Could you rewrite the part of the records that opens with their first line and closes with the line containing "[65,86,69,92]", requests included, shifting every bounding-box coordinate in the answers up by 55? Leave the pictures out.

MATERIAL FOR THIS EXERCISE:
* Start *

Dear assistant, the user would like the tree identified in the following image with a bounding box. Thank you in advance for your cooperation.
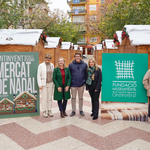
[0,0,81,43]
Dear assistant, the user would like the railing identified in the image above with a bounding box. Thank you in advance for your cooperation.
[67,9,86,13]
[67,0,86,3]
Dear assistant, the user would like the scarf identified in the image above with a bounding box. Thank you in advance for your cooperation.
[86,66,95,85]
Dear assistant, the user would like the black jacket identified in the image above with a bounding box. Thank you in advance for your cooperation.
[69,60,87,87]
[86,68,102,91]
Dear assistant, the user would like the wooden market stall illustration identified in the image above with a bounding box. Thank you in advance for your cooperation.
[13,91,37,114]
[0,98,14,115]
[44,37,60,67]
[94,44,103,65]
[0,29,45,63]
[60,42,71,66]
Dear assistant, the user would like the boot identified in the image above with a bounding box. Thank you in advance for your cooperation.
[48,110,53,117]
[43,111,48,118]
[63,111,68,116]
[60,111,65,118]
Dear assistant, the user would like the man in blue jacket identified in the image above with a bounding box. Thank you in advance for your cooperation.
[69,53,87,117]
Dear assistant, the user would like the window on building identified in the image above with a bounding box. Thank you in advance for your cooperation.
[90,5,96,10]
[101,0,105,4]
[90,37,97,42]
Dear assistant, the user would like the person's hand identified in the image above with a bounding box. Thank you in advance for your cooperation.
[57,87,62,92]
[65,86,69,92]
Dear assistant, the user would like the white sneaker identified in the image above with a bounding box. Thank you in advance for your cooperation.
[48,110,53,117]
[43,111,48,118]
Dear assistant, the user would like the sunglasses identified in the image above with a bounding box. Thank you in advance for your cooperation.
[45,57,51,59]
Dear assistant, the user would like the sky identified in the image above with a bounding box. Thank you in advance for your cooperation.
[46,0,70,13]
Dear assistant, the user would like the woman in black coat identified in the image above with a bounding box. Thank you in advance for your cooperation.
[86,58,102,120]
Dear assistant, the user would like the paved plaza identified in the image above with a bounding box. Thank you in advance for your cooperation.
[0,87,150,150]
[0,59,150,150]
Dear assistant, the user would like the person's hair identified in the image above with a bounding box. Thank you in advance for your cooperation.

* End *

OUTPUT OF THE EXERCISE:
Dear assistant, the user would like the tree identified in the following image with a bounding box. Thank you in advance for your cooperation.
[55,55,136,98]
Dear assistant, the user would like the railing identified in the image above with a bounding box. Thank you in advance for your cooperation.
[122,64,141,68]
[122,55,141,58]
Dear assistant, the user would like the scarf identified in the image above with a bounding box. Thank you in advance for your cooperation.
[141,121,150,140]
Dear assistant, the user would like the black jacket identified in the image above with a bounding box. Thank you in advance for your cooperation.
[124,115,142,142]
[141,123,157,146]
Dear assistant, the user would like the wooden market stall illustration identified in the image above with a bounding box. Thank you in advance for your cooperation.
[68,146,92,169]
[55,153,69,170]
[99,92,115,122]
[149,99,158,120]
[55,84,100,118]
[115,97,126,121]
Dear assistant, the user would like the boot identified in the image above with a bounding box. Thank you in advance for your cooperation.
[103,165,108,172]
[98,166,103,173]
[118,166,123,171]
[115,166,120,173]
Dear assistant, the user would like the man in blue jacket identified in the image above with a bounding box. Thank you in advance for your cooperation.
[124,108,142,172]
Dear assistant, the user would like the window on building identified in the image above with a bounding box. Thank you in advance for your cooperation.
[145,60,151,65]
[156,55,160,59]
[145,92,152,97]
Dear assistant, the user would like the person's hand identified in the image above with a bounding box. Thank you in advance for your cooperation.
[112,142,117,147]
[120,141,124,147]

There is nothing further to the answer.